Nothing reveals the sclerotic incapacity of postwar turboliberalism to confront reality, as its inability to conceive of opposition beyond the fascist frame. This comes at the cost of serious incoherence, because if you read Jones carefully, you’ll see that for all his talk of Hitler, he’s not worried about fascism at all. He’s anxious instead about the prospect of waning NATO influence in Europe and the advantage he thinks this might give America’s rivals. If Europeans don’t elect the right EU parliament in June, we will “sleepwalk into a new international order” in which Putin will launch a bunch of missiles and overrun Eastern Europe and China will invade Taiwan. None of that sounds anything like 1933. In fact, it is very nearly the opposite; these are Cold War-era fears about the rivals to American hegemony that emerged after the defeat of the Axis powers in 1945.
Reading old media commentary from even two decades ago is a curious thing. Morality tales about Hitler were much rarer then. With every passing year, these distant events become ever more central to establishment rhetoric. As the entire era vanishes from living memory, the possibilities for its opportunistic instrumentalisation only increase. Perhaps in the near future, as climate ideology decays, we will have an entire politics premised on opposition to National Socialism. All the major parties will field variations upon the same anti-Nazi platform, in the talkshows they will debate about nothing but the best means of stopping the rise to power of a man and a party that have been dead and buried for the better part of a century.

__Provided records__
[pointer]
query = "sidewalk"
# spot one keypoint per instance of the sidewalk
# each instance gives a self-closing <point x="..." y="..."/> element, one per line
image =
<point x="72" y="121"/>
* * *
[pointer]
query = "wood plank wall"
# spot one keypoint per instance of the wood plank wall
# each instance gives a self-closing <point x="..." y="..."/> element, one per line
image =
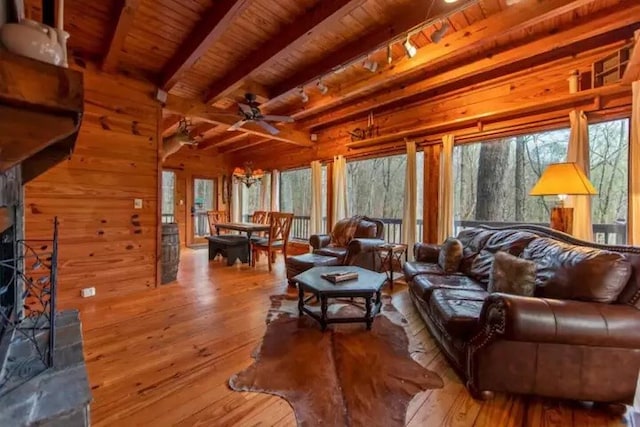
==
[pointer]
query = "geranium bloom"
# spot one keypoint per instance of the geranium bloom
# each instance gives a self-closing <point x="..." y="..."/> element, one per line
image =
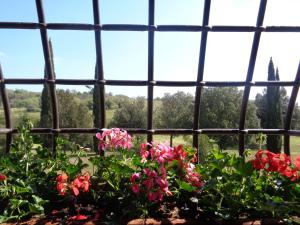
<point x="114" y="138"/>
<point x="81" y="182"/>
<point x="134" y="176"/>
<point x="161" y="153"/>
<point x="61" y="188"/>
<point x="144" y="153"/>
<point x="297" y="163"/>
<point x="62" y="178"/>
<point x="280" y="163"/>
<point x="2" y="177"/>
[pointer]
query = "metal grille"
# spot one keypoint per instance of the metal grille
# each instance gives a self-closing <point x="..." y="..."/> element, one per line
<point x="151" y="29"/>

__Prompt 1__
In the essay on anti-fascist rhetoric, what is Jones actually anxious about instead of fascism?
__Prompt 2__
Please rewrite the stretch of the essay on anti-fascist rhetoric from "Reading old media" through "of a century.", swapping "talkshows" for "podcasts".
__Prompt 3__
Pick up the essay on anti-fascist rhetoric where it ends and keep writing it.

__Answer area 1__
He is anxious about the prospect of waning NATO influence in Europe and the advantage he thinks this might give America's rivals.

__Answer area 2__
Reading old media commentary from even two decades ago is a curious thing. Morality tales about Hitler were much rarer then. With every passing year, these distant events become ever more central to establishment rhetoric. As the entire era vanishes from living memory, the possibilities for its opportunistic instrumentalisation only increase. Perhaps in the near future, as climate ideology decays, we will have an entire politics premised on opposition to National Socialism. All the major parties will field variations upon the same anti-Nazi platform, in the podcasts they will debate about nothing but the best means of stopping the rise to power of a man and a party that have been dead and buried for the better part of a century.

__Answer area 3__
A telling difference between leftism and liberalism lies in the utopian vision. Marxists paint happy pictures of an egalitarian future, where everyone will produce according to his ability and take according to his needs, and they use this fantasy to judge the shortcomings of our evil capitalist present. Postwar liberalism, by contrast, deploys a dystopian mythology to measure its present success. We are striving not to achieve any improvement in human conditions, but merely to prevent a recurrence of the twelve dark years between 1933 and 1945. Everything that happened in this period is reduced to a one-dimensional moral fable about the righteousness of liberal politics. Every criticism of liberal military intervention is the Munich Agreement from 1938 all over again; opponents of mass migration are fascists in thrall to National Socialist racial ideals; Heinrich Himmler was a vaccine sceptic and so those who don’t like the Covid jabs are literally Nazis.
My crazy suggestion is that maybe none of this is about fascism at all. Aside from a few small groups of deranged and irrelevant larpers – who are thoroughly infiltrated by the security services and suspiciously eager to play the role of liberal villain – maybe there aren’t any fascists anymore. Maybe there is only on the one hand the turboliberal postwar political order, which is sparing no effort to subvert and dismantle liberalism itself lest unwashed voters make the wrong choice at the ballot box; and on the other hand a lot of ordinary people who demand a say in policies that effect their everyday lives in profound ways.